* Exercise instructions:
Can you repeat, word for word, the entries below from the line that contains "In this satellite tile, mark every windshield" through the final line of the entries, including both ends?

* Given information:
::::
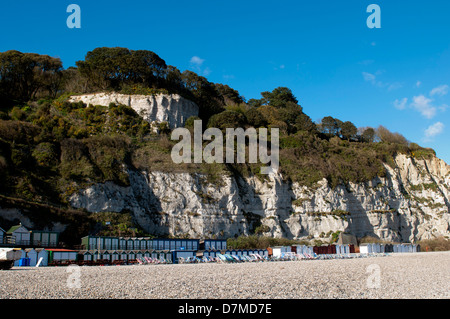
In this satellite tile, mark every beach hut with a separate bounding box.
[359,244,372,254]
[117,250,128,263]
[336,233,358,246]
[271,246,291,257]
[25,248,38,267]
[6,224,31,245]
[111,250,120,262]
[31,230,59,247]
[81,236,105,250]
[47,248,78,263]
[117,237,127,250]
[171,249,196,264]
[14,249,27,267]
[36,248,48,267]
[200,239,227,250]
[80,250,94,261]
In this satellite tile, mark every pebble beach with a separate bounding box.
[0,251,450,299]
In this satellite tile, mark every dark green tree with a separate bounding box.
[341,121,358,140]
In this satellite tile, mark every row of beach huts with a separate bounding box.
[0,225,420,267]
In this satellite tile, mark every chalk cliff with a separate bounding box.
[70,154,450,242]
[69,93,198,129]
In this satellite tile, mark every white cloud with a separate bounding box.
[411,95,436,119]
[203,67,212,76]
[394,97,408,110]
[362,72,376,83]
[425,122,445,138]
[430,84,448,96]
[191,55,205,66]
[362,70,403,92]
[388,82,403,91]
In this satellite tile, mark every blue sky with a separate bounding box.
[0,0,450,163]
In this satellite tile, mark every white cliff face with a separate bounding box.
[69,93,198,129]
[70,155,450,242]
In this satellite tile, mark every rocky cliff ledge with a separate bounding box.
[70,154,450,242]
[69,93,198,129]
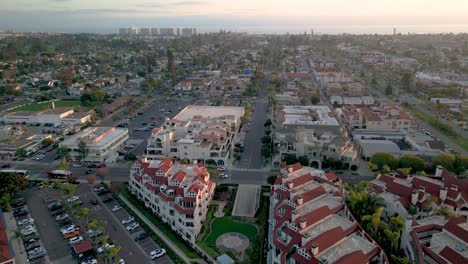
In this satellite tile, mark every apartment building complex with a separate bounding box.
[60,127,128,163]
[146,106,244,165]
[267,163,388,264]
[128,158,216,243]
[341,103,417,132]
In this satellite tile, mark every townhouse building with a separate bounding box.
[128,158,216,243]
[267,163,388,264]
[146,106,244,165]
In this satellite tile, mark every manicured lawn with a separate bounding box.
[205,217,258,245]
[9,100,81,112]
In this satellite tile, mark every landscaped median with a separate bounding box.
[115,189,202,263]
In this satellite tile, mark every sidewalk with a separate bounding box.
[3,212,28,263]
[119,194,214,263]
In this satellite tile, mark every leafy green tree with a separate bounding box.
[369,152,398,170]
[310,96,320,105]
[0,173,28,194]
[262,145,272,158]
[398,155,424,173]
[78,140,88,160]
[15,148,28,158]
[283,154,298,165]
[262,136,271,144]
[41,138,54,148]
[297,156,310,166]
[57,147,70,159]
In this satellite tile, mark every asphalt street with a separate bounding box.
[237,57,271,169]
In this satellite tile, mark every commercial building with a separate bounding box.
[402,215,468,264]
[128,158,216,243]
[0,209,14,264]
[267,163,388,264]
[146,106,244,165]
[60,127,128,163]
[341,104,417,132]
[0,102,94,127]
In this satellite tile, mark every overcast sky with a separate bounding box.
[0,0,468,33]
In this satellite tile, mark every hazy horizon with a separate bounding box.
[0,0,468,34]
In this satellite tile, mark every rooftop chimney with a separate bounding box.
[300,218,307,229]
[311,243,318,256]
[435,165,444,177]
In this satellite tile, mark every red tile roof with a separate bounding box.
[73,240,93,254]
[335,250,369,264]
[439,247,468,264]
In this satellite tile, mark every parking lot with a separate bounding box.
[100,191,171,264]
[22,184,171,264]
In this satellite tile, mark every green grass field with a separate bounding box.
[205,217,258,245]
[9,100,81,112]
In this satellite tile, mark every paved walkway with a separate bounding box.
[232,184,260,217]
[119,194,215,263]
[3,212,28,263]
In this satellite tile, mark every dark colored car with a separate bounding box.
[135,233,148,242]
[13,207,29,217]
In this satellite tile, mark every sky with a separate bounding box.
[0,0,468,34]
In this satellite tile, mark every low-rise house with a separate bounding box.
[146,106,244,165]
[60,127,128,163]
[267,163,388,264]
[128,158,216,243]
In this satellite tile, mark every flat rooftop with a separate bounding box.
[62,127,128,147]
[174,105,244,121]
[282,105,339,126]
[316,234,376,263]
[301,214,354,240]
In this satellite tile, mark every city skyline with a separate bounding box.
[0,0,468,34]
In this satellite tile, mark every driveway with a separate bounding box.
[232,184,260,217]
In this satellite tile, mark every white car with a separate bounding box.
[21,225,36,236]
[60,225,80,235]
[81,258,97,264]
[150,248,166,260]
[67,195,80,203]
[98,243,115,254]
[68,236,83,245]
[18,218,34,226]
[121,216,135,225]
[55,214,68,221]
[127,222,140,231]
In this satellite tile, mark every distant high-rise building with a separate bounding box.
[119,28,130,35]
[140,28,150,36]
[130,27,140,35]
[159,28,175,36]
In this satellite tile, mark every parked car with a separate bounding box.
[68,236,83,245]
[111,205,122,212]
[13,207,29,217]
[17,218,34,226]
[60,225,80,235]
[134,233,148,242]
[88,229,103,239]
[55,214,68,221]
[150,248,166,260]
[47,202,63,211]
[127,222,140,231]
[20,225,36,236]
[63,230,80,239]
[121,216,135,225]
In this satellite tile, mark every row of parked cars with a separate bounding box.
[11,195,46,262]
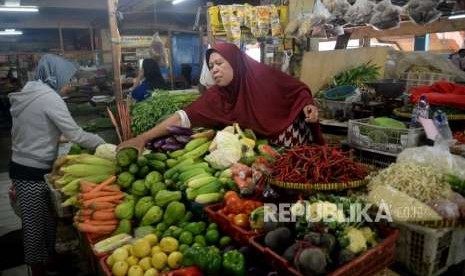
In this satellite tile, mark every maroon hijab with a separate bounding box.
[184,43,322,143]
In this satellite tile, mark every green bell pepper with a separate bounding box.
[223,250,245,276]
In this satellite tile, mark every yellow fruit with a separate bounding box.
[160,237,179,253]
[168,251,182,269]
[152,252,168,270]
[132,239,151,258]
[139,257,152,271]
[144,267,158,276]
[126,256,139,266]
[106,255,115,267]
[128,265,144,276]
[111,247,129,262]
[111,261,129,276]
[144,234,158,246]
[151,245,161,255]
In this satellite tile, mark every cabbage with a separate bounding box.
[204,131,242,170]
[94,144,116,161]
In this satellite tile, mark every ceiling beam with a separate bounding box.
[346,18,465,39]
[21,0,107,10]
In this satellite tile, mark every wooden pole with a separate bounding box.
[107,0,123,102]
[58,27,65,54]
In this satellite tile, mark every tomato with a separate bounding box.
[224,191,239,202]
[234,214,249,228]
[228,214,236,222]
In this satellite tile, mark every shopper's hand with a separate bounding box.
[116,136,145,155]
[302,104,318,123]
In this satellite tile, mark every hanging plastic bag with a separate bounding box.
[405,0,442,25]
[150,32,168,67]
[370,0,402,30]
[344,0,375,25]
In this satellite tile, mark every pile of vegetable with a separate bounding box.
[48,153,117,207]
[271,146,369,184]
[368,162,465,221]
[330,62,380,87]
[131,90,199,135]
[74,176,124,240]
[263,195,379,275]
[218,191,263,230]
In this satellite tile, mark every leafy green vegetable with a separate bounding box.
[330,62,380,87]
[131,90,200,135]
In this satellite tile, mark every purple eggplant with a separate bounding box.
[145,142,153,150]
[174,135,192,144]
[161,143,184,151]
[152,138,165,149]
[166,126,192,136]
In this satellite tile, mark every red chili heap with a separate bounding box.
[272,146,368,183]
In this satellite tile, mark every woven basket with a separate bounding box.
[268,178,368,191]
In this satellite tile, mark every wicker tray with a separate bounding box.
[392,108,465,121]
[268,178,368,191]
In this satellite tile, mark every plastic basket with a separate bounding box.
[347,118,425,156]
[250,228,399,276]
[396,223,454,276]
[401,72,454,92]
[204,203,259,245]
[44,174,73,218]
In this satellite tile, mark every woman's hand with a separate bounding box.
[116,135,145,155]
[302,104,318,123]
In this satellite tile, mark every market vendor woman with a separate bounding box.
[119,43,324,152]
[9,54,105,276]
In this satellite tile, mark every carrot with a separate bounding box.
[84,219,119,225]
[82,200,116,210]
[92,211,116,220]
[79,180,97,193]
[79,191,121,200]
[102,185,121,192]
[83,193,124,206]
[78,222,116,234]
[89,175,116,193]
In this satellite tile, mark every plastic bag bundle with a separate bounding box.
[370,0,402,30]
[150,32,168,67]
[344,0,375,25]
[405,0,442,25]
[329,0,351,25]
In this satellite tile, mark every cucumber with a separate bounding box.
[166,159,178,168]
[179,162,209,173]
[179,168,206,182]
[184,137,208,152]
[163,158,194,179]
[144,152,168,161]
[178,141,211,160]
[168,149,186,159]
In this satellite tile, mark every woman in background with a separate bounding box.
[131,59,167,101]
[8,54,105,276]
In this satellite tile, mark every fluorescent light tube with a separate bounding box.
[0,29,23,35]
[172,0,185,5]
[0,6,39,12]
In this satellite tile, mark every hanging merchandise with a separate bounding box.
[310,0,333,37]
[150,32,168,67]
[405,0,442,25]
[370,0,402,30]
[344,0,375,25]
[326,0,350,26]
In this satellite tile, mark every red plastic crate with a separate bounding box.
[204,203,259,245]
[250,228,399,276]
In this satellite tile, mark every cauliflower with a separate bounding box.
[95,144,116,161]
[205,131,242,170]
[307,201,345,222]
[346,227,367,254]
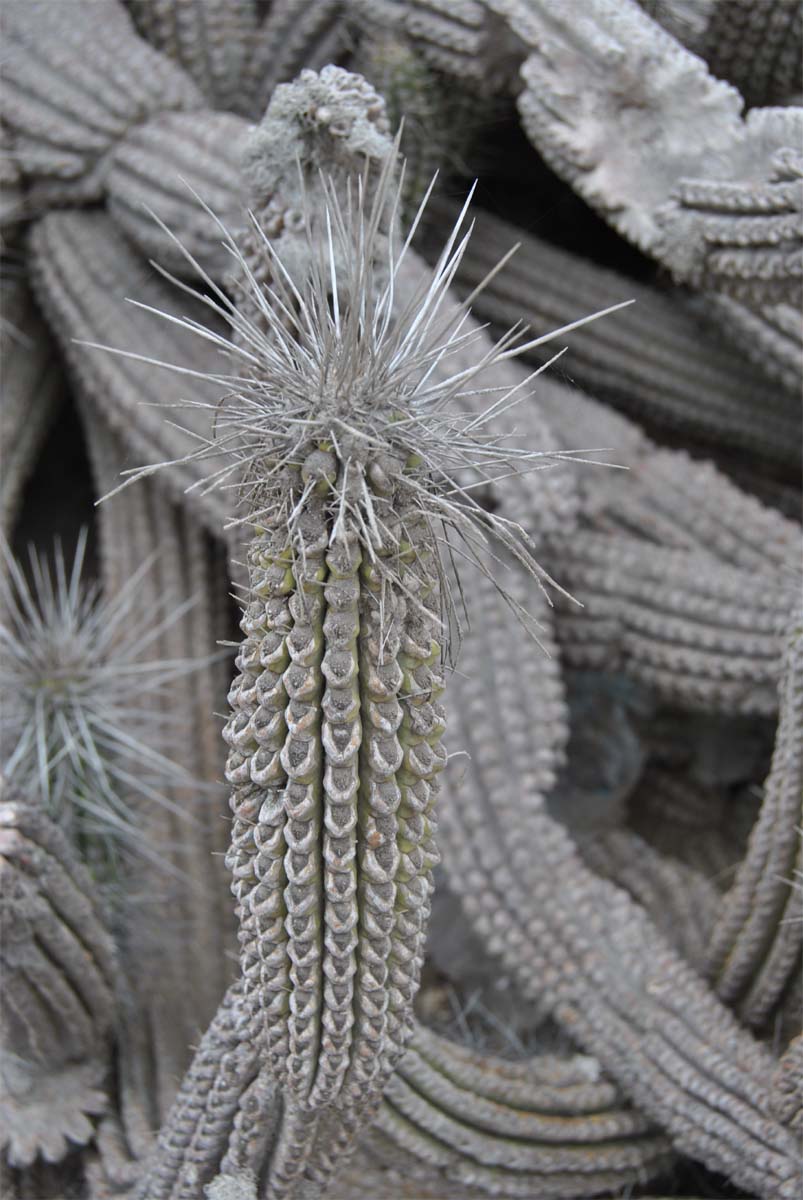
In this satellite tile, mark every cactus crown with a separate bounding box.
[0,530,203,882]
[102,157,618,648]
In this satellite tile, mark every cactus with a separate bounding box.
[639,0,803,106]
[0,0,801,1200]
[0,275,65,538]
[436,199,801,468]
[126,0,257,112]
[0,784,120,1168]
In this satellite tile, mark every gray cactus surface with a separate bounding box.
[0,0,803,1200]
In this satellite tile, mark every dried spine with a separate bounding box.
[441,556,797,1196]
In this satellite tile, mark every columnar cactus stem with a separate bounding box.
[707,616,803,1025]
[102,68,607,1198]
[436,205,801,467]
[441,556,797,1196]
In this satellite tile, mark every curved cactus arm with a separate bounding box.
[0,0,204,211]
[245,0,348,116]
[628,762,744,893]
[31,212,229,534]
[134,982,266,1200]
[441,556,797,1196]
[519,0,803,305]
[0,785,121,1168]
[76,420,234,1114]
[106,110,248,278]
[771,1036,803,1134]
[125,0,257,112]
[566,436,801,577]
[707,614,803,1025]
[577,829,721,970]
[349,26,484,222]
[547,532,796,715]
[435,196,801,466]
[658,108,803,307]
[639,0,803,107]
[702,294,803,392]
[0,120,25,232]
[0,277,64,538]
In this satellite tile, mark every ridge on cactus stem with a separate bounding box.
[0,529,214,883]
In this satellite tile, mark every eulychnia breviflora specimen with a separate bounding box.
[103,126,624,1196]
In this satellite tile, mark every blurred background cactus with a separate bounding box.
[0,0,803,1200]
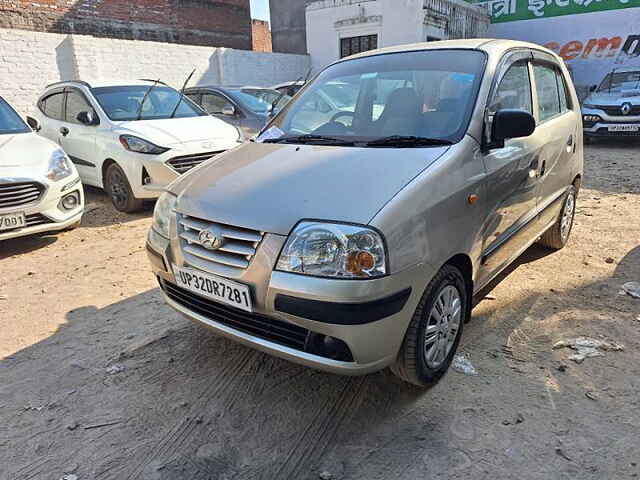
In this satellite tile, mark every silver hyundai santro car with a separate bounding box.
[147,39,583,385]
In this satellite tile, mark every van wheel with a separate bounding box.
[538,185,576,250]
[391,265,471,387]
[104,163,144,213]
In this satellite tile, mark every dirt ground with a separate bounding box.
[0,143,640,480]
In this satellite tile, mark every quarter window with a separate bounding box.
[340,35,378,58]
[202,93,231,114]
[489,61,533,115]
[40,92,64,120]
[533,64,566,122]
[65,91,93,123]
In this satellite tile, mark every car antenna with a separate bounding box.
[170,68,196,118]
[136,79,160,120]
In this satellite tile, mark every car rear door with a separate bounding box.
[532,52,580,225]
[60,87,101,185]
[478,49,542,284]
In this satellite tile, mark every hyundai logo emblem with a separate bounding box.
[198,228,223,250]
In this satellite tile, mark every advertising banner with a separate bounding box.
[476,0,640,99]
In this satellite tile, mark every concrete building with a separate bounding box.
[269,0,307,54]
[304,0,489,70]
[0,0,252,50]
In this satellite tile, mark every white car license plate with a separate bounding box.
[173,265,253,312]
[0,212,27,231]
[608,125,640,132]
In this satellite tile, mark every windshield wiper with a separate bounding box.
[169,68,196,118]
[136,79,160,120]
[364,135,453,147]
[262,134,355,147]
::::
* Reply to the task:
In this satellite tile, mark every windshield wiper with a separate bounding box.
[169,68,196,118]
[136,79,160,120]
[364,135,453,147]
[262,134,355,147]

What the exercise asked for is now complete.